**Stated goal 1**
In the discussion about childhood homes below, rewrite the paragraph that begins "The house we lived in until dd was 17" as a short bulleted list that keeps its main facts.
**Stated goal 2**
According to the discussion about childhood homes below, how large was the house that was lived in until dd was 17?

**Text block**
* * *
Were you proud or embarrassed of your home growing up?

I love my childhood home but it was nothing fancy compared to my classmates houses which sometimes embarrassed me.
 
Embarrassed mostly after I moved away to college cause we rented and lived in an apartment in the city and most of my college friends grew up in the burbs and had houses.
 
I don't think I thought strongly either way. It was a house and pretty average for where we lived. We didn't have many big/fancy houses.

The house we lived in until dd was 17 was tiny, old and not run down, but definitely outdated in many ways. I think she was a tiny bit bothered by it, but not hugely. We live in a smallish town with a good number of large houses and large/nice houses on the many area lakes, but also many older houses and lots of average subdivision houses In kindegarten she had a new friend over once who was amazed by how small (1,050 sq feet) our house was an that it wasn't new. I heard her asking dd about it who said people had lived in it before us and her friend replied "so you garage saled your house?". :rotfl2: Said friend lived in 5,000 sq footish McMansion.
* * *
**Dataset section**
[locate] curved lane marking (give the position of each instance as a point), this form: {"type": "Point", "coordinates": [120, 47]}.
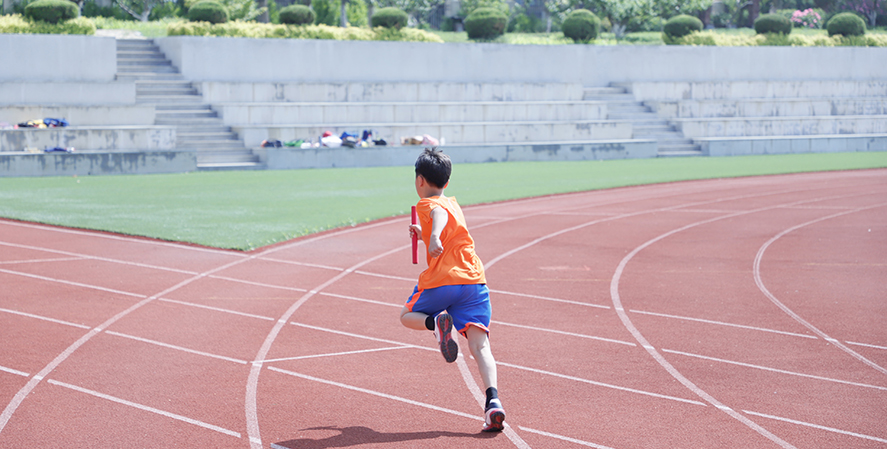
* * *
**Worked answer 1**
- The family lived in a tiny, old, outdated house until dd was 17; it was not run down.
- dd seemed a little bothered by it, but not much.
- Their smallish town has many large houses and large or nice lakeside houses, plus many older houses and average subdivision homes.
- In kindergarten, a new friend who visited was amazed that the 1,050-square-foot house was so small and not new.
- When dd explained that people had lived in it before them, the friend asked, "so you garage saled your house?"
- That friend lived in a McMansion of about 5,000 square feet.

**Worked answer 2**
1,050 square feet.